++++ Stored data
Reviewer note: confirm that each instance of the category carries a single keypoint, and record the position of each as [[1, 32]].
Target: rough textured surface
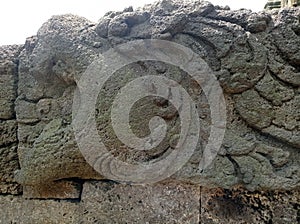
[[172, 202], [8, 126], [256, 58], [254, 55]]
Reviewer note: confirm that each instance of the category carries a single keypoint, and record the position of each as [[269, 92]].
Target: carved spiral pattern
[[92, 81]]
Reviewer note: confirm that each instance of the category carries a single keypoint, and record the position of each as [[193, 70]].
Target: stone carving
[[255, 56], [276, 4]]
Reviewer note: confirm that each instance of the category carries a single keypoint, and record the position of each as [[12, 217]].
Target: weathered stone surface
[[161, 203], [8, 126], [255, 57], [17, 210], [109, 202], [8, 80], [240, 206], [59, 189]]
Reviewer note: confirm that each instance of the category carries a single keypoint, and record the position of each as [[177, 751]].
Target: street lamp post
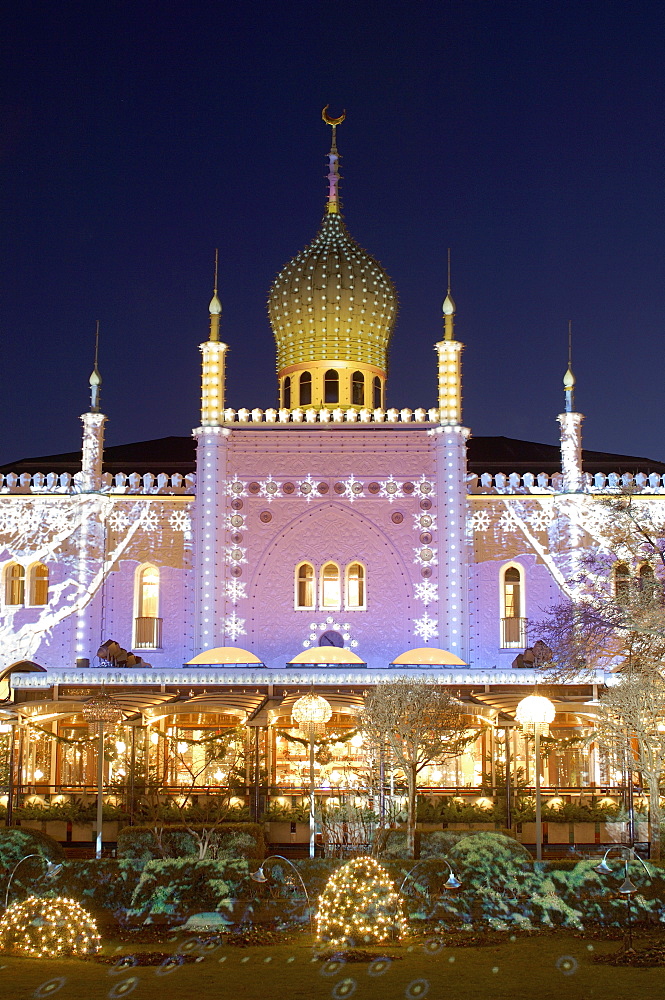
[[311, 712], [535, 713]]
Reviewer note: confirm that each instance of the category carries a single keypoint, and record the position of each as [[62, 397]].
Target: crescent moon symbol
[[332, 121]]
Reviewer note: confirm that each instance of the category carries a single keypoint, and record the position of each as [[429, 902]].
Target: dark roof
[[486, 454]]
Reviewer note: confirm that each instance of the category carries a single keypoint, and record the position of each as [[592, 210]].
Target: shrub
[[175, 889], [228, 841]]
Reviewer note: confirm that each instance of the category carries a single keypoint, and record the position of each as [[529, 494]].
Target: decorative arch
[[304, 586]]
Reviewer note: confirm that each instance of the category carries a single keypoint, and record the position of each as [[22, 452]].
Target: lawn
[[551, 967]]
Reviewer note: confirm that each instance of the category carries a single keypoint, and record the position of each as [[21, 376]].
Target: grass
[[544, 967]]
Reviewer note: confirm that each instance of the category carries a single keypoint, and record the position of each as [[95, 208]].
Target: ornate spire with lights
[[213, 376], [332, 309], [449, 352]]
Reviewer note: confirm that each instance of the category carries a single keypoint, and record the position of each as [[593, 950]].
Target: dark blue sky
[[527, 136]]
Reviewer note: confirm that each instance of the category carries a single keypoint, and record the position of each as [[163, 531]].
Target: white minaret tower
[[211, 475], [570, 423], [93, 432], [451, 490]]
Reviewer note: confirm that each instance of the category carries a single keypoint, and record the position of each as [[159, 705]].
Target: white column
[[209, 533], [452, 511]]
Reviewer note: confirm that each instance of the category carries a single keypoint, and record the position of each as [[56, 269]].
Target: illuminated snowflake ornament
[[426, 627]]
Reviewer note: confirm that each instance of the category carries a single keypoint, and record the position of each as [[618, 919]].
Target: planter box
[[558, 833], [585, 833]]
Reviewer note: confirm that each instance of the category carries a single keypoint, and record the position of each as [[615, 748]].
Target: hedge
[[229, 841]]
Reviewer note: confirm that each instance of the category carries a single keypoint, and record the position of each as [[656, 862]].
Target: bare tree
[[631, 731], [421, 724]]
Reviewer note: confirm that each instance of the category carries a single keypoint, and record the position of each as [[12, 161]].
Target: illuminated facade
[[330, 529]]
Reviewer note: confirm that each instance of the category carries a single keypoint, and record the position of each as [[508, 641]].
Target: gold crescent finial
[[332, 121]]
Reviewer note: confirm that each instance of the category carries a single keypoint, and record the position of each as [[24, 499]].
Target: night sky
[[527, 136]]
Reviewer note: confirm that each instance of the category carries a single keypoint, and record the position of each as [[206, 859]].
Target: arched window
[[376, 392], [305, 589], [358, 389], [647, 583], [147, 623], [15, 584], [39, 584], [331, 386], [355, 587], [621, 582], [512, 609], [330, 595], [305, 396]]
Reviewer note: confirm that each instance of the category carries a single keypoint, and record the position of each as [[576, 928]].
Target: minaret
++++++++
Exercise ▸ Your task is to restate every record word for word. Omit all pictures.

The completed task ▸
Reviewer note: confirm that each instance of the category carries a single keypoint, and record the position of each as [[1, 32]].
Target: rough textured surface
[[172, 202], [8, 126], [256, 58], [254, 55]]
Reviewer note: confirm that each instance of the category carries a single keypoint, and record the position of each as [[269, 92]].
Target: carved spiral pattern
[[92, 81]]
Reviewer note: confirm that each instance of the category carries a single keypoint, and record the position of each as [[193, 70]].
Target: stone carving
[[255, 56], [276, 4]]
Reviewer note: confirm that each instance of the category carries a single keypoint, and record the position of each as [[12, 217]].
Target: weathered stone surface
[[161, 203], [8, 126], [255, 57], [17, 210], [109, 202], [8, 80], [240, 206], [59, 189]]
Reviewer note: confirm that each instance of the category carries a single keypoint, and record the position of each as [[177, 751]].
Target: street lamp post
[[311, 712], [535, 713]]
Reviewer note: confirm that each instance of the category carries a single keypoint, and record the position of each as [[62, 397]].
Target: crescent moon symbol
[[332, 121]]
Reviewer note: confirm that each instance of the category carries a single keypoint, and record the position of each as [[429, 902]].
Target: dark roof
[[486, 454]]
Reviewer note: confirm that each instance of the category carries a single keypoint, and record the position of each as [[592, 210]].
Target: shrub
[[175, 889], [228, 841]]
Reviewer note: confirm that each instance of the category carries a single keypoint, and record the position of each as [[529, 494]].
Target: decorative arch
[[304, 586]]
Reviewer note: confirm that each instance of the category carries a single keypoint, and record the position of each as [[22, 452]].
Target: lawn
[[551, 967]]
Reviewer note: confirm that each instance of the category carries a single keypoint, and record the position of each as [[21, 376]].
Target: grass
[[544, 967]]
Reviewer note: confirm that each instance of the category carries a single keypoint, and record the position of each as [[95, 208]].
Target: ornate spire with lights
[[213, 376], [332, 309], [449, 352]]
Reviewer note: confirm that each instance of the category carries a single keypoint, and record the position of each as [[593, 950]].
Target: dark blue sky
[[527, 136]]
Reviewer note: confirm that each instance of the category carries a single keypoint, and record the position of each as [[163, 531]].
Target: white minaret tower
[[211, 475], [570, 423], [93, 432], [451, 490]]
Reviewer note: confirm that each instance of the category carries a single keypoint, and record the position of each as [[159, 705]].
Target: white column
[[209, 533], [452, 511]]
Reviewer note: confirm that each instance of the category carries a single keypoint, and record the position of each as [[56, 269]].
Target: illuminated snowflake ornament
[[426, 627]]
Reviewer note: confirm that each instance of the category carries a single keypoint, and record the position of each as [[618, 919]].
Target: planter box
[[558, 833], [585, 833]]
Reviewer note: confirm that each instance of the category carries a single keypoint, and record the position of each as [[615, 748]].
Target: hedge
[[229, 841]]
Reviewer note: confirm that each instance of the category carries a single keypoint, and record the position of each as [[656, 862]].
Target: bare tree
[[631, 731], [421, 724]]
Reviewer note: confirm that each instance of the category carries a single keypoint, and record the position of each as [[12, 161]].
Target: illuminated facade
[[330, 529]]
Reviewer note: confirm that each instance of the category carries a single keypoint, and record the position of each as [[508, 641]].
Target: gold crescent finial
[[332, 121]]
Reviewer note: confirm that each instance of the category carries a single keypoint, and record the position of each as [[24, 499]].
Target: night sky
[[527, 136]]
Reviewer note: confirm that each instance of the category carries a single keypoint, and record the position of each as [[206, 859]].
Target: arched window
[[376, 392], [305, 589], [358, 389], [647, 583], [147, 623], [15, 584], [39, 584], [331, 386], [355, 587], [621, 582], [512, 609], [330, 595], [305, 396]]
Reviewer note: confirm that each instance of the category carries a single keypoint, and record the position of each as [[576, 928]].
Target: minaret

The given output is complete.